In all the records below, rename "Output" to "Result" and reproduce every line otherwise unchanged, omitting the pictures.

********

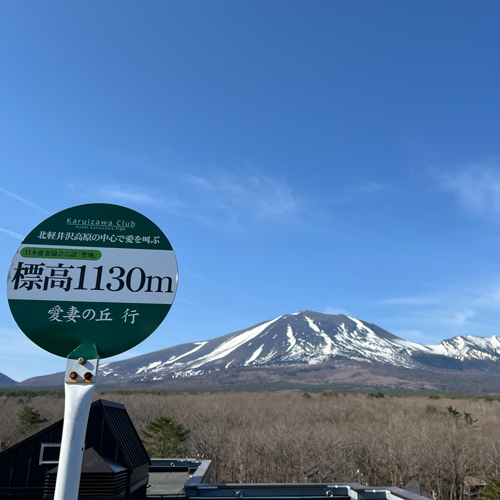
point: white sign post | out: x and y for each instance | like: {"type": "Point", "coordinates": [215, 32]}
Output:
{"type": "Point", "coordinates": [88, 283]}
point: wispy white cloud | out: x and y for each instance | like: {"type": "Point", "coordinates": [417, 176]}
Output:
{"type": "Point", "coordinates": [336, 310]}
{"type": "Point", "coordinates": [362, 191]}
{"type": "Point", "coordinates": [221, 200]}
{"type": "Point", "coordinates": [230, 289]}
{"type": "Point", "coordinates": [24, 200]}
{"type": "Point", "coordinates": [11, 233]}
{"type": "Point", "coordinates": [477, 188]}
{"type": "Point", "coordinates": [253, 196]}
{"type": "Point", "coordinates": [415, 300]}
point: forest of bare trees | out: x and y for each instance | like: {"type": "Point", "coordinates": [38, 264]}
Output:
{"type": "Point", "coordinates": [291, 437]}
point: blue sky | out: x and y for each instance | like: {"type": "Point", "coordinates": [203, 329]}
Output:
{"type": "Point", "coordinates": [339, 156]}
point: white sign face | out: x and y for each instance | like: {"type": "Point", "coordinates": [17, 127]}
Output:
{"type": "Point", "coordinates": [118, 275]}
{"type": "Point", "coordinates": [93, 274]}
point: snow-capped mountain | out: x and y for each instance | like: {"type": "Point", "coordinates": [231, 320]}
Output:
{"type": "Point", "coordinates": [303, 338]}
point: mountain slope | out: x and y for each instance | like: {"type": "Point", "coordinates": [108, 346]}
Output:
{"type": "Point", "coordinates": [7, 381]}
{"type": "Point", "coordinates": [305, 338]}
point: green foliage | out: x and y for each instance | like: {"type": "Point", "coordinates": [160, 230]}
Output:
{"type": "Point", "coordinates": [164, 438]}
{"type": "Point", "coordinates": [30, 419]}
{"type": "Point", "coordinates": [492, 489]}
{"type": "Point", "coordinates": [460, 418]}
{"type": "Point", "coordinates": [431, 410]}
{"type": "Point", "coordinates": [378, 395]}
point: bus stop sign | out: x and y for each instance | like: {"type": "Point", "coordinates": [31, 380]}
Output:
{"type": "Point", "coordinates": [92, 277]}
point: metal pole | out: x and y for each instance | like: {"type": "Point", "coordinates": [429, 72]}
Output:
{"type": "Point", "coordinates": [79, 386]}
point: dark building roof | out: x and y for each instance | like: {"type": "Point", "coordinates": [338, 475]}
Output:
{"type": "Point", "coordinates": [115, 458]}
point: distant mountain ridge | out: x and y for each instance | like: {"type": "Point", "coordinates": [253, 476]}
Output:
{"type": "Point", "coordinates": [305, 338]}
{"type": "Point", "coordinates": [7, 381]}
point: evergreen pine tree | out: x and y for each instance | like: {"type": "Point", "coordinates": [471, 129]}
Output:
{"type": "Point", "coordinates": [163, 438]}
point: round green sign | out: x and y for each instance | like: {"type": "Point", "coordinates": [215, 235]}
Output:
{"type": "Point", "coordinates": [95, 277]}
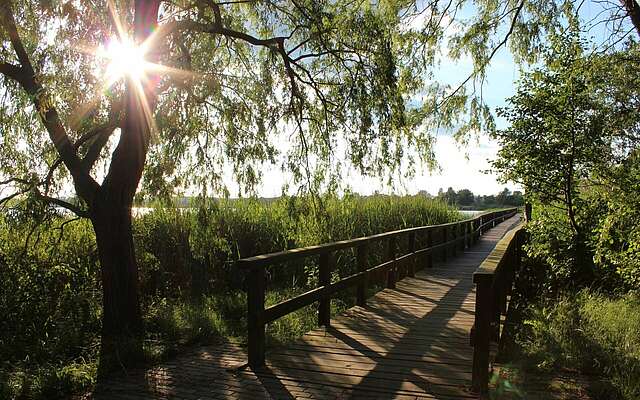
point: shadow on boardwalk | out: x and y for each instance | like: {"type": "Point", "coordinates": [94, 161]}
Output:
{"type": "Point", "coordinates": [409, 342]}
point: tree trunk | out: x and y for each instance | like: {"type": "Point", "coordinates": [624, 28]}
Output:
{"type": "Point", "coordinates": [122, 329]}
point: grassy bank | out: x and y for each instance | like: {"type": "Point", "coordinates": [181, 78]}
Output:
{"type": "Point", "coordinates": [50, 295]}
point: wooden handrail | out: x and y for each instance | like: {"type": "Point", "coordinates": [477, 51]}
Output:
{"type": "Point", "coordinates": [494, 280]}
{"type": "Point", "coordinates": [453, 236]}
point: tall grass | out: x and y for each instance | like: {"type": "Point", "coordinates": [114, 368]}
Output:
{"type": "Point", "coordinates": [591, 333]}
{"type": "Point", "coordinates": [191, 292]}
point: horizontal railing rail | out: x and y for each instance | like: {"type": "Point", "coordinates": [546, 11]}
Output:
{"type": "Point", "coordinates": [442, 239]}
{"type": "Point", "coordinates": [494, 281]}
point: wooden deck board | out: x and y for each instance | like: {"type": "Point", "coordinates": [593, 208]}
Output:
{"type": "Point", "coordinates": [411, 342]}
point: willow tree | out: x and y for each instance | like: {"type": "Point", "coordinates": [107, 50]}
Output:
{"type": "Point", "coordinates": [99, 95]}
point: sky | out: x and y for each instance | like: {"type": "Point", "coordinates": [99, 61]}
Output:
{"type": "Point", "coordinates": [460, 167]}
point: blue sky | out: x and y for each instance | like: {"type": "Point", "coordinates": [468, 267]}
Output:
{"type": "Point", "coordinates": [460, 167]}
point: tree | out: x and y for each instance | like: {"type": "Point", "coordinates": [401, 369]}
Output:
{"type": "Point", "coordinates": [208, 84]}
{"type": "Point", "coordinates": [197, 84]}
{"type": "Point", "coordinates": [571, 122]}
{"type": "Point", "coordinates": [465, 197]}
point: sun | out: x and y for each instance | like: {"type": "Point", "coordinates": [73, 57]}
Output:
{"type": "Point", "coordinates": [125, 59]}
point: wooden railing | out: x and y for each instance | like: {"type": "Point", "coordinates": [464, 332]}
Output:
{"type": "Point", "coordinates": [440, 239]}
{"type": "Point", "coordinates": [494, 281]}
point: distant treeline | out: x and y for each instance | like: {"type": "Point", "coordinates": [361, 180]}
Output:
{"type": "Point", "coordinates": [465, 199]}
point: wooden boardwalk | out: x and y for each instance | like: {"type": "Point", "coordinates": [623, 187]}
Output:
{"type": "Point", "coordinates": [409, 342]}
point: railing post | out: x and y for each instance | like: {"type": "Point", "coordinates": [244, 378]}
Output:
{"type": "Point", "coordinates": [445, 239]}
{"type": "Point", "coordinates": [411, 267]}
{"type": "Point", "coordinates": [255, 316]}
{"type": "Point", "coordinates": [481, 335]}
{"type": "Point", "coordinates": [454, 240]}
{"type": "Point", "coordinates": [361, 291]}
{"type": "Point", "coordinates": [391, 255]}
{"type": "Point", "coordinates": [324, 279]}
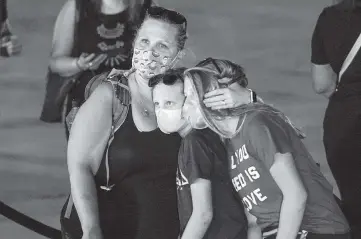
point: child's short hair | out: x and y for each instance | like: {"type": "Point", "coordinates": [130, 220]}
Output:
{"type": "Point", "coordinates": [170, 77]}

********

▸ **Task answer**:
point: white sign post | out: x and y for each instance | like: {"type": "Point", "coordinates": [215, 32]}
Result:
{"type": "Point", "coordinates": [88, 283]}
point: wispy white cloud | out: x and y for each instance | like: {"type": "Point", "coordinates": [417, 176]}
Result:
{"type": "Point", "coordinates": [336, 310]}
{"type": "Point", "coordinates": [362, 191]}
{"type": "Point", "coordinates": [221, 200]}
{"type": "Point", "coordinates": [230, 289]}
{"type": "Point", "coordinates": [24, 200]}
{"type": "Point", "coordinates": [11, 233]}
{"type": "Point", "coordinates": [477, 188]}
{"type": "Point", "coordinates": [253, 196]}
{"type": "Point", "coordinates": [415, 300]}
point: forest of bare trees | out: x and y for each instance | like: {"type": "Point", "coordinates": [38, 264]}
Result:
{"type": "Point", "coordinates": [291, 437]}
point: blue sky | out: x and y for each instance | like: {"type": "Point", "coordinates": [203, 329]}
Result:
{"type": "Point", "coordinates": [339, 156]}
point: white sign face | out: x and y for each instance | like: {"type": "Point", "coordinates": [17, 127]}
Result:
{"type": "Point", "coordinates": [118, 275]}
{"type": "Point", "coordinates": [93, 274]}
point: snow-capped mountain | out: x and y for each instance | like: {"type": "Point", "coordinates": [231, 320]}
Result:
{"type": "Point", "coordinates": [303, 338]}
point: mountain slope | out: x and y for each instance | like: {"type": "Point", "coordinates": [108, 346]}
Result:
{"type": "Point", "coordinates": [7, 381]}
{"type": "Point", "coordinates": [305, 338]}
point: green foliage | out: x and y for each instance | like: {"type": "Point", "coordinates": [160, 230]}
Result:
{"type": "Point", "coordinates": [164, 438]}
{"type": "Point", "coordinates": [30, 419]}
{"type": "Point", "coordinates": [492, 489]}
{"type": "Point", "coordinates": [460, 418]}
{"type": "Point", "coordinates": [431, 410]}
{"type": "Point", "coordinates": [378, 395]}
point: bus stop sign | out: x and y for each instance | like: {"type": "Point", "coordinates": [31, 380]}
Result:
{"type": "Point", "coordinates": [92, 277]}
point: metal pole | out: x and y for each instance | like: {"type": "Point", "coordinates": [429, 72]}
Result:
{"type": "Point", "coordinates": [79, 386]}
point: dark building roof | out: x and y for each instance | like: {"type": "Point", "coordinates": [338, 475]}
Result:
{"type": "Point", "coordinates": [115, 458]}
point: distant mountain ridge | out: x and y for each instance | like: {"type": "Point", "coordinates": [253, 476]}
Result:
{"type": "Point", "coordinates": [305, 338]}
{"type": "Point", "coordinates": [7, 381]}
point: evergreen pine tree | out: x and y for each instance | like: {"type": "Point", "coordinates": [471, 129]}
Result:
{"type": "Point", "coordinates": [163, 438]}
point: round green sign | out: x and y for each instance | like: {"type": "Point", "coordinates": [215, 235]}
Result:
{"type": "Point", "coordinates": [95, 277]}
point: shadow on boardwalk | out: x and y for each instance | like: {"type": "Point", "coordinates": [94, 161]}
Result:
{"type": "Point", "coordinates": [409, 342]}
point: tree trunk | out: x and y for each instance | like: {"type": "Point", "coordinates": [624, 28]}
Result:
{"type": "Point", "coordinates": [122, 329]}
point: grassy bank | out: x and y for each instance | like: {"type": "Point", "coordinates": [181, 78]}
Result:
{"type": "Point", "coordinates": [50, 295]}
point: wooden handrail | out: x and y for each instance | like: {"type": "Point", "coordinates": [477, 51]}
Result:
{"type": "Point", "coordinates": [494, 280]}
{"type": "Point", "coordinates": [453, 236]}
point: tall grass | out: x and y for each instance | like: {"type": "Point", "coordinates": [114, 368]}
Result:
{"type": "Point", "coordinates": [591, 333]}
{"type": "Point", "coordinates": [191, 292]}
point: horizontal railing rail | out: x and y for each instance | like: {"type": "Point", "coordinates": [546, 11]}
Result:
{"type": "Point", "coordinates": [442, 239]}
{"type": "Point", "coordinates": [494, 281]}
point: wooden deck board | out: x and y for each instance | like: {"type": "Point", "coordinates": [593, 208]}
Result:
{"type": "Point", "coordinates": [411, 342]}
point: willow tree | out: x and y for each instance | like: {"type": "Point", "coordinates": [107, 50]}
Result:
{"type": "Point", "coordinates": [99, 95]}
point: sky | out: x and y for each instance | like: {"type": "Point", "coordinates": [99, 61]}
Result:
{"type": "Point", "coordinates": [460, 167]}
point: blue sky | out: x and y for each instance | like: {"type": "Point", "coordinates": [468, 267]}
Result:
{"type": "Point", "coordinates": [460, 167]}
point: tree | out: x and y for each instance | like: {"type": "Point", "coordinates": [401, 369]}
Result:
{"type": "Point", "coordinates": [208, 84]}
{"type": "Point", "coordinates": [197, 84]}
{"type": "Point", "coordinates": [571, 122]}
{"type": "Point", "coordinates": [465, 197]}
point: sun | out: x and y for each instance | like: {"type": "Point", "coordinates": [73, 57]}
Result:
{"type": "Point", "coordinates": [125, 59]}
point: wooden railing | out: x and y for each instance | like: {"type": "Point", "coordinates": [464, 332]}
Result:
{"type": "Point", "coordinates": [440, 239]}
{"type": "Point", "coordinates": [494, 281]}
point: distant treeline | out: x and y for each instance | like: {"type": "Point", "coordinates": [361, 180]}
Result:
{"type": "Point", "coordinates": [465, 199]}
point: wooden boardwalk | out: x and y for each instance | like: {"type": "Point", "coordinates": [623, 187]}
Result:
{"type": "Point", "coordinates": [409, 342]}
point: railing post | out: x and y for each instance | like: {"type": "Point", "coordinates": [244, 378]}
Result:
{"type": "Point", "coordinates": [445, 239]}
{"type": "Point", "coordinates": [411, 267]}
{"type": "Point", "coordinates": [255, 316]}
{"type": "Point", "coordinates": [481, 335]}
{"type": "Point", "coordinates": [454, 240]}
{"type": "Point", "coordinates": [361, 291]}
{"type": "Point", "coordinates": [391, 255]}
{"type": "Point", "coordinates": [324, 279]}
point: child's short hair | out: x and y for each instance | like: {"type": "Point", "coordinates": [130, 220]}
Result:
{"type": "Point", "coordinates": [170, 77]}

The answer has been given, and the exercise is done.